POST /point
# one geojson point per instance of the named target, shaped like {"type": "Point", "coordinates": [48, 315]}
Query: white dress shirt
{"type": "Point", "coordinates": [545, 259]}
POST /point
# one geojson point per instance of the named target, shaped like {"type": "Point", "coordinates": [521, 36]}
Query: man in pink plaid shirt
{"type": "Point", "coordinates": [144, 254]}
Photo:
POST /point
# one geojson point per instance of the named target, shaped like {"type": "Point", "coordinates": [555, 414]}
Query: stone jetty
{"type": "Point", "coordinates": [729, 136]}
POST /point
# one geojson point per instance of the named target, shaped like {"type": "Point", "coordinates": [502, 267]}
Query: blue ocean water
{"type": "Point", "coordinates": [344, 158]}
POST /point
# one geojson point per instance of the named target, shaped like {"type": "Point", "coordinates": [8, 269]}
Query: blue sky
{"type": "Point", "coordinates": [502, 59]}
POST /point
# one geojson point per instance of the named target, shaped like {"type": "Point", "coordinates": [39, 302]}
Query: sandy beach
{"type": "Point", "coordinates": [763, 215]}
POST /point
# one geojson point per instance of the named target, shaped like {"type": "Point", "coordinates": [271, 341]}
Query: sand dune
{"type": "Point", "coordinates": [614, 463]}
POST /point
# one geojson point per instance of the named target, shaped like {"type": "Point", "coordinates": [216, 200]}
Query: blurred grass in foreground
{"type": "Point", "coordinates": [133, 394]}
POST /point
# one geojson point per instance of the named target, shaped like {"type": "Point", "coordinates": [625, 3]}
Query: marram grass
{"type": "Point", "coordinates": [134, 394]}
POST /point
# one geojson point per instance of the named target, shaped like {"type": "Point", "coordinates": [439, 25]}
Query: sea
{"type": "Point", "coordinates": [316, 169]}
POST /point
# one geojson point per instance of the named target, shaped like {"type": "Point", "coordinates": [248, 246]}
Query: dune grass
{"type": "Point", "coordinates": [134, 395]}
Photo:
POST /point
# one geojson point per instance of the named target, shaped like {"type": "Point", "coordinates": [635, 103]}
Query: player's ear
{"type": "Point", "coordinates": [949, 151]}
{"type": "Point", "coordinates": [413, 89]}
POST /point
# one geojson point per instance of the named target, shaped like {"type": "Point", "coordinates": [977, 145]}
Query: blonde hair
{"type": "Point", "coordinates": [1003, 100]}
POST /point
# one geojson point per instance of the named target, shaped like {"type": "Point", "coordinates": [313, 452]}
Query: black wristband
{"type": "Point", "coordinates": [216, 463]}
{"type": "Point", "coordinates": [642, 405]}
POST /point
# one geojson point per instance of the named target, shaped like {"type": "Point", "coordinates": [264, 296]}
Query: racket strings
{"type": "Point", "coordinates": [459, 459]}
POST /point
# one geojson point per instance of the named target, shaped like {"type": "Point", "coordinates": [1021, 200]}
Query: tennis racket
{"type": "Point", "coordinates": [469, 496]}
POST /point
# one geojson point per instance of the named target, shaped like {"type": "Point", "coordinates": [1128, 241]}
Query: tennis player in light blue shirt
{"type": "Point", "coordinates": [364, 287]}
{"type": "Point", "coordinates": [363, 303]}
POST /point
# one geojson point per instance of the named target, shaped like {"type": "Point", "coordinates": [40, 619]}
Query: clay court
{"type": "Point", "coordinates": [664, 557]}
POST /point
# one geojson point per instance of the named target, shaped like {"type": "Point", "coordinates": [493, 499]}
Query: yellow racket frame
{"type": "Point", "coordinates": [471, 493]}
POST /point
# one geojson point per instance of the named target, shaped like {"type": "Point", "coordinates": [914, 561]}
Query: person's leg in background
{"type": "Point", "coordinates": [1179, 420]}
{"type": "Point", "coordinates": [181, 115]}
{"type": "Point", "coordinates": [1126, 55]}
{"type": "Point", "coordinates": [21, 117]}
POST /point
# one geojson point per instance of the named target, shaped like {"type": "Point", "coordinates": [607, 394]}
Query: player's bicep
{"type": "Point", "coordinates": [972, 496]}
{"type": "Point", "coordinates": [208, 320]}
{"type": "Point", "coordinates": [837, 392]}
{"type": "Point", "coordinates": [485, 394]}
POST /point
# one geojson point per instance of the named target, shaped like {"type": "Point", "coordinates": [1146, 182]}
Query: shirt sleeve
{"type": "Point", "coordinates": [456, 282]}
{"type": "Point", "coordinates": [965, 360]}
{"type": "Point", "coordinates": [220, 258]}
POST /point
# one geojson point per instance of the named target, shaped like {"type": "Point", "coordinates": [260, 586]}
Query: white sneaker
==============================
**DIRECTIONS:**
Report each line of the items that contains the string "white", treating uppercase and lowercase letters as different.

**SOLUTION TO THE EXERCISE:**
Query: white dress shirt
Query: white sneaker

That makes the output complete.